**Given request:** Below is a set of records; print all of them exactly as written.

(Lines of data)

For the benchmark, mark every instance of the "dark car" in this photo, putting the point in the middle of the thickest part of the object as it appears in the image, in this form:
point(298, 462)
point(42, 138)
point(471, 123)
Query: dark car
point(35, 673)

**Completed task:**
For the benchmark, mark every instance of the "dark car" in this photo, putting the point in the middle of the thickest part of the object as it appears in the image, in this form:
point(298, 462)
point(42, 138)
point(471, 123)
Query: dark car
point(35, 673)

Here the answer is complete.